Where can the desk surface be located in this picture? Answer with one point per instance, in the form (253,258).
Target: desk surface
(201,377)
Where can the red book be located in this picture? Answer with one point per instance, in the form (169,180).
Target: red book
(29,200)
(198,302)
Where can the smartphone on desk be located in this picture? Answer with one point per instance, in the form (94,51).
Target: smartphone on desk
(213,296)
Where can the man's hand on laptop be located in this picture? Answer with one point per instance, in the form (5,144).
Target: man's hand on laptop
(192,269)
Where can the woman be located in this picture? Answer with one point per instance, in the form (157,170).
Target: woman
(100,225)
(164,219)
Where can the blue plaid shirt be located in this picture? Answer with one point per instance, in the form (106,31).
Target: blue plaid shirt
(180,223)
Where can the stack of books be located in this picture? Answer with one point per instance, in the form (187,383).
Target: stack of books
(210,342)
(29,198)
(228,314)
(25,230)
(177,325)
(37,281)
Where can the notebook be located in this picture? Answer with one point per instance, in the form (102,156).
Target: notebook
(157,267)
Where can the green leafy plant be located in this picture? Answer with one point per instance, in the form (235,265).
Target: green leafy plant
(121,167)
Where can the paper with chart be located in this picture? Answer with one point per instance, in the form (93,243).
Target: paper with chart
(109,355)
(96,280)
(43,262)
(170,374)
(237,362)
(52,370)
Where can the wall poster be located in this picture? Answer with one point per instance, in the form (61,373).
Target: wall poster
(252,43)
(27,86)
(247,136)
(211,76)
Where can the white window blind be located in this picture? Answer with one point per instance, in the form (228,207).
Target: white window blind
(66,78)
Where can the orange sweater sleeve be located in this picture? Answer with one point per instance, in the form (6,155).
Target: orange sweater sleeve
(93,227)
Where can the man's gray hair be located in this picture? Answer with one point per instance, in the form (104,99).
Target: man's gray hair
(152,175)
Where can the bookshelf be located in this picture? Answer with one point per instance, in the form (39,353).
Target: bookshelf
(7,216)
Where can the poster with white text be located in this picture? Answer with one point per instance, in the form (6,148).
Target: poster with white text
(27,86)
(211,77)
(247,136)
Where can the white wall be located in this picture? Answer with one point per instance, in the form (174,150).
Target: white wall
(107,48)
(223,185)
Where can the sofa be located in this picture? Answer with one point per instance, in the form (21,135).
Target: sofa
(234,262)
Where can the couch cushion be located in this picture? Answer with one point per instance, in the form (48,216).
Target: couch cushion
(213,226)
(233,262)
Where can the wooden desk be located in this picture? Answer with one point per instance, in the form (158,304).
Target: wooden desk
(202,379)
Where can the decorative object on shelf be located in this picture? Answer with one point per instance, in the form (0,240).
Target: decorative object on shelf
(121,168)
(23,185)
--
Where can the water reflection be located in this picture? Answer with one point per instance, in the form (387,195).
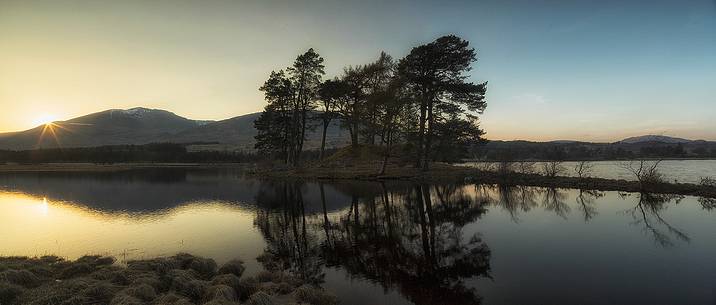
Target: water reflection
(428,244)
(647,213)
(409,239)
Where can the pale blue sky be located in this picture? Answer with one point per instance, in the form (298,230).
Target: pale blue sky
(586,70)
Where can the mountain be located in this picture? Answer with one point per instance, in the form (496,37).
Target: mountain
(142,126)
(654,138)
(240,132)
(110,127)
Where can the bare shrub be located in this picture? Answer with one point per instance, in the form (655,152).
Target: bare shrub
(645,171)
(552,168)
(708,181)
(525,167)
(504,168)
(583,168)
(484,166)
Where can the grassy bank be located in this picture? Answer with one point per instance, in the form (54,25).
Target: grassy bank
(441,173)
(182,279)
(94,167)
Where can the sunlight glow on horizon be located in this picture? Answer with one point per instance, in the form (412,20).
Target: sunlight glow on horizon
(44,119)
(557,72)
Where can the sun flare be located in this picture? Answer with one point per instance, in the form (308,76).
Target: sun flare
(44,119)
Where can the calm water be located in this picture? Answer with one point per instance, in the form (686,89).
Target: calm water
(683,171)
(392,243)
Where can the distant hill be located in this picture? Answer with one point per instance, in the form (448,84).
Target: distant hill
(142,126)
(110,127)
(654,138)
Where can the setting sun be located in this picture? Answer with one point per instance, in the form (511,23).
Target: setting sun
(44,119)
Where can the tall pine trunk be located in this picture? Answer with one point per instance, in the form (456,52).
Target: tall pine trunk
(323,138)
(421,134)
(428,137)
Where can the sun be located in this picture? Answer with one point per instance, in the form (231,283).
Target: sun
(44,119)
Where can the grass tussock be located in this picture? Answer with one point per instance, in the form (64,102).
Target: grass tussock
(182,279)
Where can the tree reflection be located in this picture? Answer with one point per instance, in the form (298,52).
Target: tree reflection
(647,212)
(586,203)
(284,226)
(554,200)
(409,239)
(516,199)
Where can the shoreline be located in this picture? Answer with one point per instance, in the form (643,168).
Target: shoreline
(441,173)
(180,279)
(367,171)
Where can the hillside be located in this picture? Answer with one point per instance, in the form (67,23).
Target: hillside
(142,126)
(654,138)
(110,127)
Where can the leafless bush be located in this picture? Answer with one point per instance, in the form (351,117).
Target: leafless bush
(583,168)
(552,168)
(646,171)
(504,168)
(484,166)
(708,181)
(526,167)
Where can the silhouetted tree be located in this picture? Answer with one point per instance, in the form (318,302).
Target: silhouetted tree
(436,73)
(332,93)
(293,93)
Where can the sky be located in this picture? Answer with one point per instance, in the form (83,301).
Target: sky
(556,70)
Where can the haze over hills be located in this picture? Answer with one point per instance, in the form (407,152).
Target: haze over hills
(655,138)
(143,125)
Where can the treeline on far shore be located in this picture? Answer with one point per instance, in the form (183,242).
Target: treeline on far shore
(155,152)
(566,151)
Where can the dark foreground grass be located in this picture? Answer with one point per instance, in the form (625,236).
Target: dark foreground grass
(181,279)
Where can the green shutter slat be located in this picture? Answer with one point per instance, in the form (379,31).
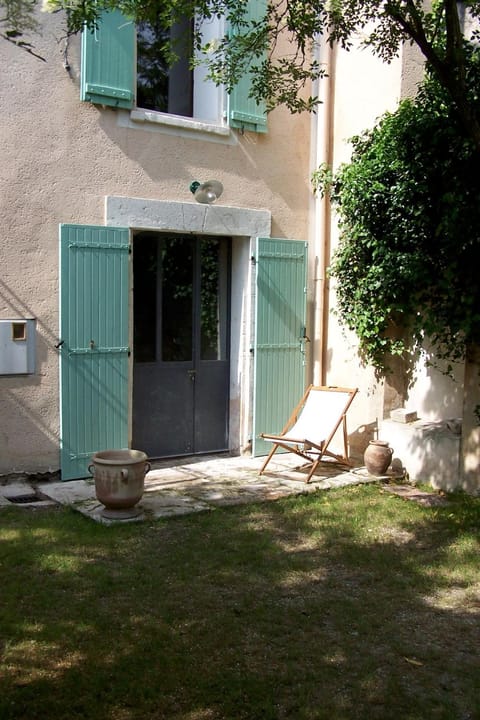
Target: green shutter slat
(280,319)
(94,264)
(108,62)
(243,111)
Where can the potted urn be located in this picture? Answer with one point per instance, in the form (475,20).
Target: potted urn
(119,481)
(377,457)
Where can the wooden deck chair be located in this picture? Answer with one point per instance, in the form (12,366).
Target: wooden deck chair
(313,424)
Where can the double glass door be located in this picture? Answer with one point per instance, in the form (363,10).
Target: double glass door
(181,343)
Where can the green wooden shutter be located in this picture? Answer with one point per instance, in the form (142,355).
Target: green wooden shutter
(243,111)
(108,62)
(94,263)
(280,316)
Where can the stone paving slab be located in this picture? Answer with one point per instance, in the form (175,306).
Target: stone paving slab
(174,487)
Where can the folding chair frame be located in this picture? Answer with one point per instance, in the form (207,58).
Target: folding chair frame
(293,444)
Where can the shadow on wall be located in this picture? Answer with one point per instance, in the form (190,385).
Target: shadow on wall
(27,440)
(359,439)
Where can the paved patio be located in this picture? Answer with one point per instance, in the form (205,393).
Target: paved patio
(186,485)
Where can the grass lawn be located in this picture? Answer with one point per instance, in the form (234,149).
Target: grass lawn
* * *
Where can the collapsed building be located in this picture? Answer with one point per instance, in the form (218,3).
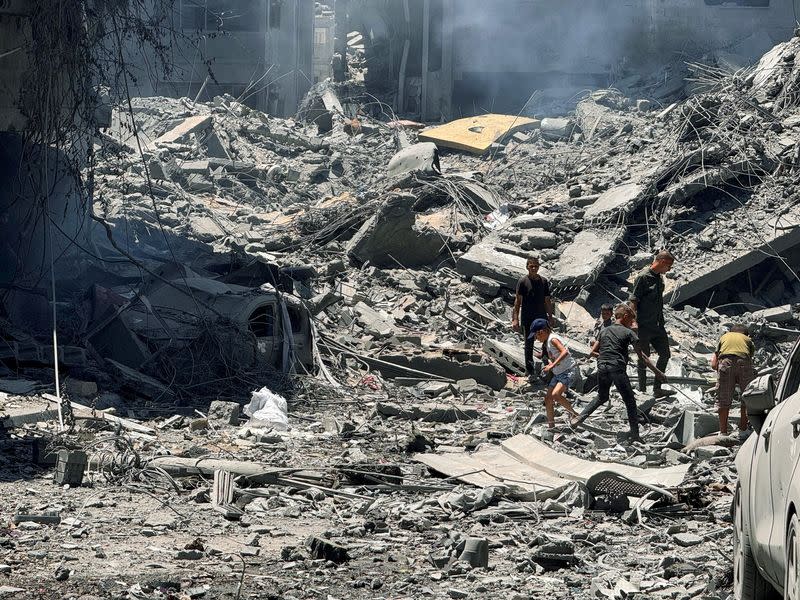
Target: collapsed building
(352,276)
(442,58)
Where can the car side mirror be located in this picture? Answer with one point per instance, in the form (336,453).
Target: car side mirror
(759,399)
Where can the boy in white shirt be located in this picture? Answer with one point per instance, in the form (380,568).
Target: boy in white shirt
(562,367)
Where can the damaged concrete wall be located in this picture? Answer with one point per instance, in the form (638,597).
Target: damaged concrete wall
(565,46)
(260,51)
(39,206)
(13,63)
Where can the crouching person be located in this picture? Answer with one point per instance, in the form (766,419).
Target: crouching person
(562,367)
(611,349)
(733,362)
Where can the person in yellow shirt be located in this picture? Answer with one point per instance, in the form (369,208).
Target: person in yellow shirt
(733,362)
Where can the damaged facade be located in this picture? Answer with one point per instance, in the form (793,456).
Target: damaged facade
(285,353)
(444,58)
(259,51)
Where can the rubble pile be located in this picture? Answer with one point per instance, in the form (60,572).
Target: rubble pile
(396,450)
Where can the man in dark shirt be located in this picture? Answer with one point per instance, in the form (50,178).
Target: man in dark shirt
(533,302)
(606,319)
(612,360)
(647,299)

## What is asked
Show every line from the records above that contains the word "water".

## Task response
Where can the water reflection be located in this picture? Answer with one point per instance, in the form (387,195).
Target: water reflection
Where can the calm water be located in this picture? Answer with one point per instance, in the form (686,89).
Target: calm water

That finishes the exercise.